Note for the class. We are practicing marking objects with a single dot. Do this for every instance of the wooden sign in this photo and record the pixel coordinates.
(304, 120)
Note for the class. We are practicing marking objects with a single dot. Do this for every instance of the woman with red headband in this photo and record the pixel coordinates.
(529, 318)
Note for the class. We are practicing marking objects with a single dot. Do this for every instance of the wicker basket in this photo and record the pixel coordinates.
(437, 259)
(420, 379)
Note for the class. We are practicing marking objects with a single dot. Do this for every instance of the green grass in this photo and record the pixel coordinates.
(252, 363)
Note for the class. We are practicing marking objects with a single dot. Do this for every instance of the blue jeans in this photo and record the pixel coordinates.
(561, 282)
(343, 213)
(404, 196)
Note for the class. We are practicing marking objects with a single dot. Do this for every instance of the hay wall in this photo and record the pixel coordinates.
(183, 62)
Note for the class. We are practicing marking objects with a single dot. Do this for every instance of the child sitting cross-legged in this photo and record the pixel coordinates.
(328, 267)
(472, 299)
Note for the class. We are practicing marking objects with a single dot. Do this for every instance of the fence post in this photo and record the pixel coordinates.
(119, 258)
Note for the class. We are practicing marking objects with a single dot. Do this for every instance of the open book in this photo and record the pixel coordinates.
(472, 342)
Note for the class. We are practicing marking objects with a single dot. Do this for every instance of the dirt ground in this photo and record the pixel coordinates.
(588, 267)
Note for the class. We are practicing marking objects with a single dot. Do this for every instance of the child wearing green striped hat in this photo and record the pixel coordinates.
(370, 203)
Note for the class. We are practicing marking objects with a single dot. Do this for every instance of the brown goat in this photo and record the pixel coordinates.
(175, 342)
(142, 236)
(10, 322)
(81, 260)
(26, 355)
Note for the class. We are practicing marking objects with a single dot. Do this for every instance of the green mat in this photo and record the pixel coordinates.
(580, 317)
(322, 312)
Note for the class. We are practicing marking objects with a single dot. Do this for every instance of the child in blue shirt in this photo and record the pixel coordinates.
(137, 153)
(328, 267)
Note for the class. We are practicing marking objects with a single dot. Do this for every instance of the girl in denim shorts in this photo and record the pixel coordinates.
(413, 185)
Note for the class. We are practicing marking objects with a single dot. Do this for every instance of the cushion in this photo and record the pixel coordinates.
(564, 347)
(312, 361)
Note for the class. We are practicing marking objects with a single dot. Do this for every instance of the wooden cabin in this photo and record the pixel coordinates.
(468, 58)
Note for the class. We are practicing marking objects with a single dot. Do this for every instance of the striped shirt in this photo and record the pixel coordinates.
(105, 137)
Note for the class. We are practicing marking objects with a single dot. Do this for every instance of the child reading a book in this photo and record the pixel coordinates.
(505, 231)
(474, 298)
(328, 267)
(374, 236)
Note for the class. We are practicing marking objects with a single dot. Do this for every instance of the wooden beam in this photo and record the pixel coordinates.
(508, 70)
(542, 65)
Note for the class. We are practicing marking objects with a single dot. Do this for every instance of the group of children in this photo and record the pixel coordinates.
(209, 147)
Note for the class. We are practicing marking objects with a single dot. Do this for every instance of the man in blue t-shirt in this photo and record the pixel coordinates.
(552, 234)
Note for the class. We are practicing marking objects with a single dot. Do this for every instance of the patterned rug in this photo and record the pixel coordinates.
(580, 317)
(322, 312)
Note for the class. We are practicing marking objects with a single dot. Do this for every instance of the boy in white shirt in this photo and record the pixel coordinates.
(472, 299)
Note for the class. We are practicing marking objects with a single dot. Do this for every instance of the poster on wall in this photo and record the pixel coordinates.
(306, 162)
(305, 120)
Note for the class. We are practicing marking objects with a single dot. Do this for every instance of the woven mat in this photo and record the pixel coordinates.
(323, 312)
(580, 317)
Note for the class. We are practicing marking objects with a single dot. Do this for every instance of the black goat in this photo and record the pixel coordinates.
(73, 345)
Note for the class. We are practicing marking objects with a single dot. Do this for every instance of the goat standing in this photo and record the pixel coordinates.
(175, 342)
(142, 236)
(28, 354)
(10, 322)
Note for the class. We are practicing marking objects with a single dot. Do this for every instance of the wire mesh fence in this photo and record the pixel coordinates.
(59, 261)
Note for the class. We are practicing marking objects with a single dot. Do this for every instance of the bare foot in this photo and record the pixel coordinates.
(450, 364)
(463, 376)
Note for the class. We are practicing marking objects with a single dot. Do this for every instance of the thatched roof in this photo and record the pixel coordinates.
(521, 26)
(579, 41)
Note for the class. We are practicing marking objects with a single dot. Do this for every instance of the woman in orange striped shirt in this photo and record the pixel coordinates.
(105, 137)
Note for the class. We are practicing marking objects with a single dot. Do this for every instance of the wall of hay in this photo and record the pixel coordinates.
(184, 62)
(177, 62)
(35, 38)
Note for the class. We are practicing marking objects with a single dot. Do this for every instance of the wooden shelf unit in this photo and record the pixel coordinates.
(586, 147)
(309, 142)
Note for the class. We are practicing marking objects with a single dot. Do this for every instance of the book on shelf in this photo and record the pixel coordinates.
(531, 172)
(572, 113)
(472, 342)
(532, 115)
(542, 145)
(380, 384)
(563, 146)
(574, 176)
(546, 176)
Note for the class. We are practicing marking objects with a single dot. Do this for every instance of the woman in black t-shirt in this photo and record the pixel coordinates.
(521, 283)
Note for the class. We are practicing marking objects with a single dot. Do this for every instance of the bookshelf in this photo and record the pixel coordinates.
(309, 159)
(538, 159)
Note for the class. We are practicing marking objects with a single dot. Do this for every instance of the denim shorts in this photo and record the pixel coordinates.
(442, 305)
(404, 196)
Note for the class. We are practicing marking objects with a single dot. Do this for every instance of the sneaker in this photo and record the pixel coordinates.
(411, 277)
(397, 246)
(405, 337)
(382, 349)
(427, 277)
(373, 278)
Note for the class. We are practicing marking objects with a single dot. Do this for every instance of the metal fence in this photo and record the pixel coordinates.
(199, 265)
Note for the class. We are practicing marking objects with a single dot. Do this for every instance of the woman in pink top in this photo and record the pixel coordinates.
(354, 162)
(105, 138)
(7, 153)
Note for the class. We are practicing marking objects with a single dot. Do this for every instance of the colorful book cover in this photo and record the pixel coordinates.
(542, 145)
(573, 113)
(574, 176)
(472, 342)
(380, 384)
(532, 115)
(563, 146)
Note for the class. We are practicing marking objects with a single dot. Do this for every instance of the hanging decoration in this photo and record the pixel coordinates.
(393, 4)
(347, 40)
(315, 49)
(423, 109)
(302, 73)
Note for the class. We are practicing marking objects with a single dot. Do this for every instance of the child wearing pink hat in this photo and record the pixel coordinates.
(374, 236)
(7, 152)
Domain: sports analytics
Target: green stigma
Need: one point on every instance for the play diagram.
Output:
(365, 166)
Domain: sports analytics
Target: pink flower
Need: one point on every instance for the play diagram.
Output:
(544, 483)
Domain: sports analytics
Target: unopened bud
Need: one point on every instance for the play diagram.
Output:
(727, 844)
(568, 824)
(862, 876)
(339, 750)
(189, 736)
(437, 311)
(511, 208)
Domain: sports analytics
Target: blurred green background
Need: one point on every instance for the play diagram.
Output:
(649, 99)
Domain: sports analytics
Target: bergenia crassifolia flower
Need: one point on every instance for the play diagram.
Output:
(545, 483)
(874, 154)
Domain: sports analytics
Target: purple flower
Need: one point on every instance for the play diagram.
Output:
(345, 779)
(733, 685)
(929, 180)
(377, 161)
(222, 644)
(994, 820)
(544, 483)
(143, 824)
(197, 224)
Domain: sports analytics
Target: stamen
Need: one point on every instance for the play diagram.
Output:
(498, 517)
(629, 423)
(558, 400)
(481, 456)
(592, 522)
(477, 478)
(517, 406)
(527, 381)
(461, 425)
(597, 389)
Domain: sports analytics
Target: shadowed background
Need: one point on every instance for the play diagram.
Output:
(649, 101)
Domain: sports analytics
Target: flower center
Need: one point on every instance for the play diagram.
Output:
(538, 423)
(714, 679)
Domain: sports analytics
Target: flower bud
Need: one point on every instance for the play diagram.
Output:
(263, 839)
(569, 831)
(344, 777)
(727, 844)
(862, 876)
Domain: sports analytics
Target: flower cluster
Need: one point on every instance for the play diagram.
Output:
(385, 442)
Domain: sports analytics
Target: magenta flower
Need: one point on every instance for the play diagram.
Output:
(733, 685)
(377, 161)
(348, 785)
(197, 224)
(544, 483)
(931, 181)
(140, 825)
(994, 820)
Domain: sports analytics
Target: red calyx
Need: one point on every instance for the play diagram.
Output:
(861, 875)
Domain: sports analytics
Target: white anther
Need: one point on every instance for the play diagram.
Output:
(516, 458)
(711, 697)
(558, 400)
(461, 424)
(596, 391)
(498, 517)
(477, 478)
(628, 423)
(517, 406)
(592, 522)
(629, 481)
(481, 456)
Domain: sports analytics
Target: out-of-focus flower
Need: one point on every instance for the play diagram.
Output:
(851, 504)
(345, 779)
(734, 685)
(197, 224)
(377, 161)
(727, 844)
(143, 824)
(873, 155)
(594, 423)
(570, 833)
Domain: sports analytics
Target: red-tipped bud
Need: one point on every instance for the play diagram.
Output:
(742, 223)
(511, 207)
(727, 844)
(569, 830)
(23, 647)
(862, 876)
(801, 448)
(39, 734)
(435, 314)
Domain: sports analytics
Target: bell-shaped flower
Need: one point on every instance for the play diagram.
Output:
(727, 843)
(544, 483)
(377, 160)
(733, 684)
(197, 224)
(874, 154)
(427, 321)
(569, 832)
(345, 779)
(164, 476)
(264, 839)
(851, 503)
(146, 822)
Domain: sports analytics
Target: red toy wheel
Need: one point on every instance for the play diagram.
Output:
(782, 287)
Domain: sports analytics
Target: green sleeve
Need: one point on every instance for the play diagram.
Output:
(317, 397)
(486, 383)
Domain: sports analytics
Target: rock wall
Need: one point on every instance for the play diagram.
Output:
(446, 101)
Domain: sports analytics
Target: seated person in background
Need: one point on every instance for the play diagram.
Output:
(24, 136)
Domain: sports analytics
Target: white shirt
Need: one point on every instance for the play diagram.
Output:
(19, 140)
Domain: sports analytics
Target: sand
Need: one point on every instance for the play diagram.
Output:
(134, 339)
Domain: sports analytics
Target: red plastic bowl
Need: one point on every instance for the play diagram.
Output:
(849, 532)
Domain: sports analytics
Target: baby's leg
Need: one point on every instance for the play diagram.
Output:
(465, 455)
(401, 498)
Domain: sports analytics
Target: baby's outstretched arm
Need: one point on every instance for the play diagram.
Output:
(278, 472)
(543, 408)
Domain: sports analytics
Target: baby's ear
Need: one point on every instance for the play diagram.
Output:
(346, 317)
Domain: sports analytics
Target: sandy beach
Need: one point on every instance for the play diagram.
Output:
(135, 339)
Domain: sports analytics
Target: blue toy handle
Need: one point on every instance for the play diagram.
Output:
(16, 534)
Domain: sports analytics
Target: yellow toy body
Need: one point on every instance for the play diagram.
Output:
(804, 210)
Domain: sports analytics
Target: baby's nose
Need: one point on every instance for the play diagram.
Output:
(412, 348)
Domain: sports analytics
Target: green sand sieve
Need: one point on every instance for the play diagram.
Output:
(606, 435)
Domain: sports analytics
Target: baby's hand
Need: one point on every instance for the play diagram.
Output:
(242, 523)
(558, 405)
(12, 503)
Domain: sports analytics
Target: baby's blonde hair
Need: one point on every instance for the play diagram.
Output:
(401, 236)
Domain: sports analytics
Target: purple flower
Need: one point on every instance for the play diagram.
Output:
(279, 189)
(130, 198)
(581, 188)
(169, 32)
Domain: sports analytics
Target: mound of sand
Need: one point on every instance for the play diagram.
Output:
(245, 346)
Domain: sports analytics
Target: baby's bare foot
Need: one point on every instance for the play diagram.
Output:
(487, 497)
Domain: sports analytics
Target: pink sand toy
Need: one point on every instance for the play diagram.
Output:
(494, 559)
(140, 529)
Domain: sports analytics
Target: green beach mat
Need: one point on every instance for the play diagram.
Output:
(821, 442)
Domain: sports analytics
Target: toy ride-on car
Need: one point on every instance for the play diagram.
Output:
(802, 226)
***
**GOAL OF THE EXERCISE**
Which lines in the entries above contain the string "baby", matching case? List each one in full.

**OUTPUT BELOW**
Target: baby's leg
Target: baby's outstretched arm
Target: baby's ear
Target: baby's nose
Target: baby's hand
Target: baby's blonde hair
Target: baby's bare foot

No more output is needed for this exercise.